[Start Dataset]
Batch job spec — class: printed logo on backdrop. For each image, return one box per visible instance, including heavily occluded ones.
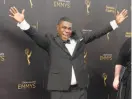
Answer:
[0,53,5,63]
[32,21,39,30]
[125,32,132,38]
[17,81,36,90]
[105,5,117,41]
[25,48,32,65]
[100,54,112,61]
[53,0,71,8]
[29,0,33,8]
[85,0,91,15]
[End Dataset]
What is asked>
Copy every line of the entries above without any change, leaving out the pictures.

Response for this exercise>
Batch job spec — class: printed logo on backdrop. For each image, return one box per visible instance, including heavily occluded ones.
Answer:
[0,53,5,63]
[32,21,39,30]
[125,32,132,38]
[17,81,36,90]
[105,5,117,41]
[25,48,32,65]
[100,54,112,61]
[53,0,71,8]
[29,0,33,8]
[85,0,91,15]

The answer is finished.